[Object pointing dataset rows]
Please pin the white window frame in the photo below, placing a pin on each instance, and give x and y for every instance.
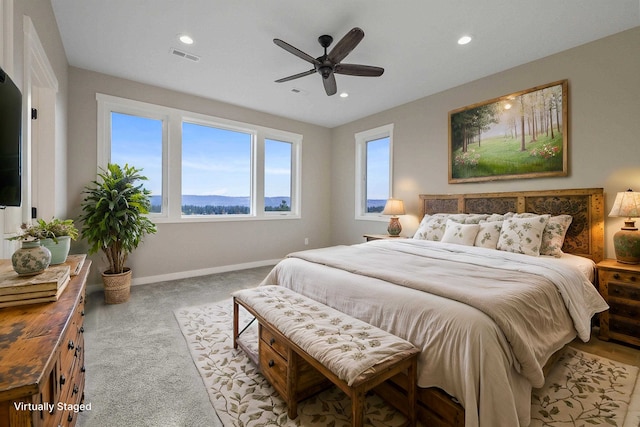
(172, 155)
(362, 138)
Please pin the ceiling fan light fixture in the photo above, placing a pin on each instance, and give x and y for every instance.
(185, 38)
(464, 40)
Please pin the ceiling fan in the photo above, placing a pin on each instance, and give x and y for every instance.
(329, 64)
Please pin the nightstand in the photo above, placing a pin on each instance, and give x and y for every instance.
(619, 285)
(370, 237)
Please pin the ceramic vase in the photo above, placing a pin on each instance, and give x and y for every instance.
(60, 250)
(31, 258)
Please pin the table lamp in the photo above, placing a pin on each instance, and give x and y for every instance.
(626, 242)
(394, 207)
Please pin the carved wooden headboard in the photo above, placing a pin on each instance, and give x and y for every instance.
(585, 236)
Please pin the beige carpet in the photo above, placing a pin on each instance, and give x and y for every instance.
(581, 390)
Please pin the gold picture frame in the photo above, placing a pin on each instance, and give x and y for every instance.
(520, 135)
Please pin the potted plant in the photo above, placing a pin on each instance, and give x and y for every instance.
(55, 235)
(114, 221)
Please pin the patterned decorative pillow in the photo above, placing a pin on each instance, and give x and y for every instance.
(461, 234)
(431, 227)
(499, 217)
(554, 233)
(474, 218)
(523, 235)
(488, 234)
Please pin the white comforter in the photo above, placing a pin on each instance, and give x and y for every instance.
(486, 321)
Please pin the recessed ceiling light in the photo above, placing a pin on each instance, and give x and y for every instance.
(464, 39)
(185, 39)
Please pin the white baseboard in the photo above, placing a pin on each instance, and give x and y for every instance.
(191, 273)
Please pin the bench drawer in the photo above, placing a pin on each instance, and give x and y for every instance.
(273, 341)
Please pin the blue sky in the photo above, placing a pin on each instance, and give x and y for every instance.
(378, 169)
(214, 161)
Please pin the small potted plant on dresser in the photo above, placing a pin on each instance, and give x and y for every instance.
(55, 235)
(114, 221)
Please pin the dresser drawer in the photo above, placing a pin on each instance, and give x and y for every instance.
(624, 308)
(621, 290)
(625, 326)
(274, 368)
(622, 277)
(273, 341)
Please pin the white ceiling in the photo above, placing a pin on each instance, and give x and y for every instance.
(413, 40)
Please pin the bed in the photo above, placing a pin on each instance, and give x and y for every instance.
(488, 320)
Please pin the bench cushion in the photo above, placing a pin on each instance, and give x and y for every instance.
(348, 347)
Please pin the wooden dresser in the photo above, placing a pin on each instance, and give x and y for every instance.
(619, 285)
(42, 359)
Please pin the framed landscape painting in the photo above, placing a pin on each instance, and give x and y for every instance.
(521, 135)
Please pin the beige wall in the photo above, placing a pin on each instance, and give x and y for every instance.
(604, 141)
(183, 248)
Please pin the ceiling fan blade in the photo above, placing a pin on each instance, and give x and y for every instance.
(346, 45)
(297, 52)
(296, 76)
(330, 84)
(358, 70)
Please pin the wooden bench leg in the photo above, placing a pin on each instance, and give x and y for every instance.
(412, 372)
(235, 323)
(357, 407)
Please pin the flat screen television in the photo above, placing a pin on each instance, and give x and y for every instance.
(10, 141)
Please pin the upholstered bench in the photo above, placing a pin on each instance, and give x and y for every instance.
(303, 343)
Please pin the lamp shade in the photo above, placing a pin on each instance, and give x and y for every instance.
(393, 207)
(626, 241)
(627, 204)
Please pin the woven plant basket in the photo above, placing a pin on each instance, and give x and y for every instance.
(117, 287)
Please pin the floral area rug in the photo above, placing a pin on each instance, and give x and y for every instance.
(582, 389)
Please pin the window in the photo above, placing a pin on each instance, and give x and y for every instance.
(216, 170)
(202, 168)
(374, 172)
(277, 175)
(138, 141)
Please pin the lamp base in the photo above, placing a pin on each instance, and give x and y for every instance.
(626, 243)
(394, 228)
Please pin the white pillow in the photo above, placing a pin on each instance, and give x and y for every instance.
(461, 234)
(488, 234)
(554, 233)
(431, 227)
(499, 217)
(522, 235)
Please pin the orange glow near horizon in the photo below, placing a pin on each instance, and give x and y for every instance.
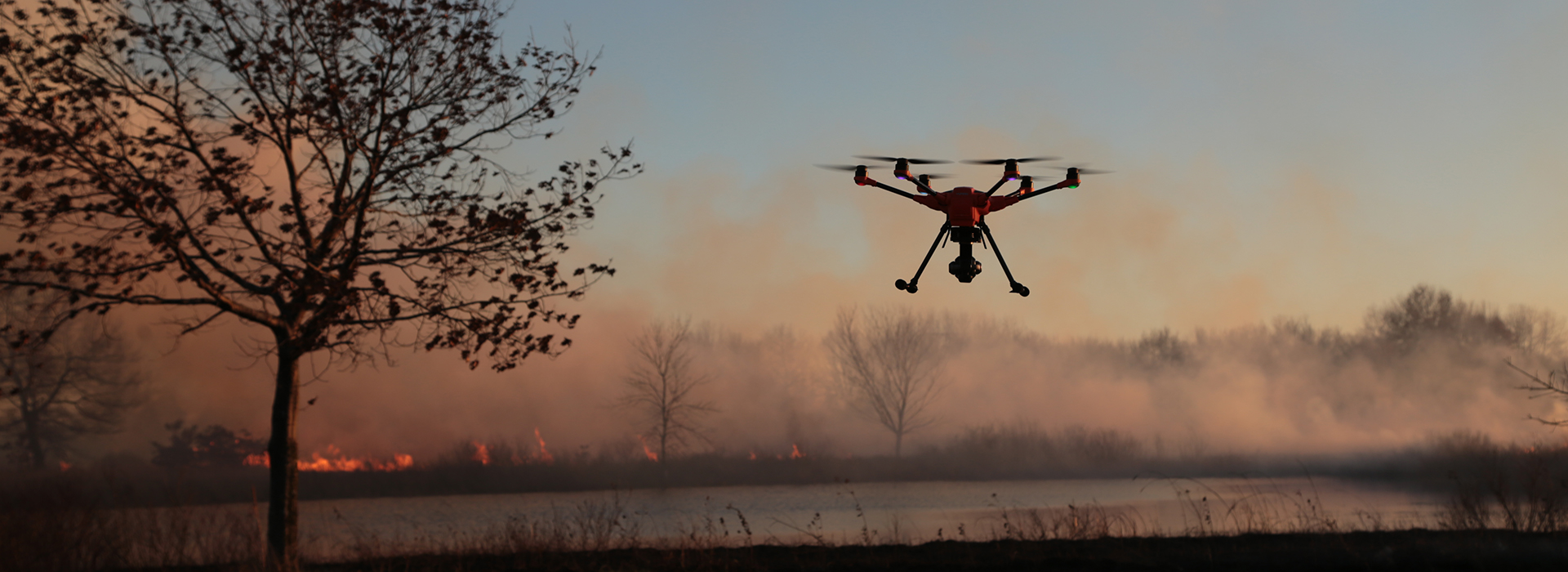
(648, 452)
(545, 452)
(336, 461)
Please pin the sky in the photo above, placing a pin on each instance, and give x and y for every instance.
(1272, 159)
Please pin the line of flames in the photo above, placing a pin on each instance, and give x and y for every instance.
(334, 461)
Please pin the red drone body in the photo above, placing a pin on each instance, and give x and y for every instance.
(964, 209)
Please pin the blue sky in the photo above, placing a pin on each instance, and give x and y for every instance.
(1303, 159)
(1307, 159)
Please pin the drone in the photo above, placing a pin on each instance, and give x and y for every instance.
(964, 208)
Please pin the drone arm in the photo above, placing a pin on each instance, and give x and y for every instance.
(998, 185)
(1065, 184)
(869, 181)
(1039, 191)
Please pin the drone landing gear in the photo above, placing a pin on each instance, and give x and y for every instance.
(911, 287)
(1018, 288)
(964, 266)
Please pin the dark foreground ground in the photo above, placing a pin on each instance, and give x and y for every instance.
(1390, 551)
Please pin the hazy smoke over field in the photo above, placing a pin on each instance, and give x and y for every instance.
(763, 266)
(1424, 364)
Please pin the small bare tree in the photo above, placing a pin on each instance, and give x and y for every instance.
(888, 365)
(1554, 384)
(325, 172)
(661, 386)
(60, 387)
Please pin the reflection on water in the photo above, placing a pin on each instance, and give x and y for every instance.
(852, 513)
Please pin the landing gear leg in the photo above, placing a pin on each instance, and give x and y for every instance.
(1018, 288)
(913, 284)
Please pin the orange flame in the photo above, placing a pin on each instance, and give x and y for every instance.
(648, 452)
(334, 461)
(545, 452)
(480, 454)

Instructions for the task: Copy out every line of the listing above word for word, omitting the pictures.

Task result:
Please pin the white window frame in the photo below, placing a pin on each instance, and give x and y for every instance.
(172, 155)
(362, 138)
Please pin the ceiling fan light fixture in the photo above, placing a pin on each instance, and give x and y for every instance.
(185, 38)
(464, 40)
Please pin the ceiling fan in the photo above, placing a pin on each instance, and give x and y for every instance.
(329, 64)
Please pin the nightstand in the photo above, placing a pin on each instance, and give x and y for every instance.
(619, 285)
(370, 237)
Please pin the ceramic vase in the photo above, placing a pin on each instance, and give x and y for every instance.
(60, 250)
(31, 258)
Please pin the table lamp in the photo above, placing a pin on each instance, and give x and y for every instance.
(626, 242)
(394, 207)
Please pin the carved wooden headboard in the photo above, placing a pin on each instance, and give x and y for every instance.
(585, 236)
Please pin the beige carpet in the photo above, placing a pin on each instance, and give x and y for every instance.
(581, 390)
Please pin the gold picture frame in the photo above, placing a pin on each instance, and give x and y for every instance.
(520, 135)
Please pin the potted plant in the photo above, placing a pin on each instance, and give x and y for every instance.
(55, 235)
(114, 221)
Please pin the patterned decorative pillow in the photo above, placing a pin on each instance, and give x and y for every instance.
(461, 234)
(431, 227)
(499, 217)
(554, 233)
(474, 218)
(523, 235)
(488, 234)
Please pin the white comforter in the photo above, placing a pin on each instance, and give x and y for every instance.
(486, 321)
Please pin the recessed ceiling light in the photo above, placing a pin on each instance, and give x and y for every instance.
(464, 39)
(185, 39)
Please pin the white baseboard in the photo above, placing a pin on each instance, and give x and y for every instance.
(191, 273)
Please pin the bench drawer in the photo above, placing a pin on each instance, and give x and y for every instance.
(273, 341)
Please pin the blue sky in the photo above, placing a pin on each instance, and give x and y for every instance.
(378, 169)
(214, 161)
Please pin the small potted plant on dresser in the photo above, placing a pin on each instance, and give x and y for every instance.
(55, 235)
(114, 221)
Please pin the dresser drawer in the photo above, placing a pin on each instance, and give x and y for every instance.
(624, 308)
(621, 290)
(625, 326)
(274, 368)
(622, 277)
(273, 341)
Please pin the white ceiling in the photo above, placing a pin on each instance, and give x and y for every instance.
(413, 40)
Please pin the bed in the photo above, placing a pin on each instance, and give x and y for every instance.
(488, 320)
Please pin the bench cushion in the photo above, placing a pin on each instance, and give x and y for every instance.
(348, 347)
Please pin the wooden dresser in the photo above, placing a pin on each instance, and give x and y for every instance.
(619, 285)
(42, 359)
Please pin the framed landscape painting in the photo above, placing a pin on each instance, and give x and y for every instance.
(521, 135)
Please pin the beige wall in the photo above, placing a pin on each instance, and give x and y for every instance.
(604, 141)
(183, 248)
Please pin the ceiling fan blade in the photo above, placing a pin on each instance, and give x and y for every instance.
(346, 45)
(297, 52)
(296, 76)
(330, 84)
(358, 70)
Please pin the wooden bench leg in the photo above, placing a pin on each instance, and give x and y for every instance.
(412, 372)
(235, 323)
(357, 407)
Please pin the flat screen television in the photo above, placing a pin on each instance, and give x and y for every instance.
(10, 141)
Please pin the upholstered bench in the photo above, placing a pin on each instance, and give x and y for every instance.
(303, 343)
Please pin the lamp shade in the photo above, placing a pin on each instance, and give x and y for every instance.
(393, 207)
(626, 241)
(627, 204)
Please pin the woven plant basket in the photo above, placing a pin on each instance, and give x and y for every instance.
(117, 287)
Please pin the floral area rug in the photo above, placing a pin on each instance, and give x and y for every instance.
(582, 389)
Please pin the window in the photo above, placing a pin on each instance, and give x and y for every instance.
(216, 170)
(202, 168)
(374, 172)
(277, 175)
(138, 141)
Please pin the lamp base in the photo above, placing a pin on each instance, and give x and y for every instance.
(626, 243)
(394, 228)
Please pin the white pillow in the photo above, placing a pin on each instance, and give x and y for every instance.
(461, 234)
(488, 234)
(554, 233)
(431, 227)
(499, 217)
(522, 235)
Please pin the orange glow near horizon in the photo below, placing a pin on each instance, and give x and y for every instance.
(648, 452)
(545, 452)
(336, 461)
Please pin the sky in the photo above, placing a pin on each instance, and give x and y for every instance.
(1272, 159)
Please pin the line of flames in the photo above, placing a pin on each instance, and give x and y for every instance.
(334, 461)
Please pin the red drone body in the photo above, placing a pin on each instance, and give x and y for every instance.
(964, 209)
Please pin the blue sky in the photo above, placing a pin on each instance, and give x and y for every instance.
(1303, 159)
(1307, 159)
Please pin the drone in the photo above, placing a pin on each instance, and give x and y for every instance.
(964, 208)
Please pin the drone arm in the photo above, placing a pin on each instance, and give x and y for every instance.
(998, 185)
(1065, 184)
(869, 181)
(1039, 191)
Please pin the drone landing gear in the photo above, placing a pin on each instance, and give x and y for every instance.
(911, 287)
(1018, 288)
(964, 266)
Please pin the dark foreground ground in the photo above, placing a pin on each instance, and give x and y for every instance.
(1390, 551)
Please pin the hazy smoke over field in the photo above, placing a pin on each instance, and give x and y for every instance.
(763, 266)
(1424, 364)
Please pin the small bare tree in the photo above, placing a pin on each instance, and give x and y for every instance.
(888, 365)
(1554, 384)
(325, 172)
(661, 386)
(60, 387)
Please pin the reflection on water in the photo above, placing a pin on each instance, and give x and y for every instance.
(852, 513)
Please pin the landing gear leg in the photo above, placing a pin on each instance, and give x and y for every instance.
(1018, 288)
(913, 284)
Please pin the orange flame in the photo above, placing a pin on each instance, and give x and y for every instance.
(648, 452)
(334, 461)
(545, 452)
(480, 454)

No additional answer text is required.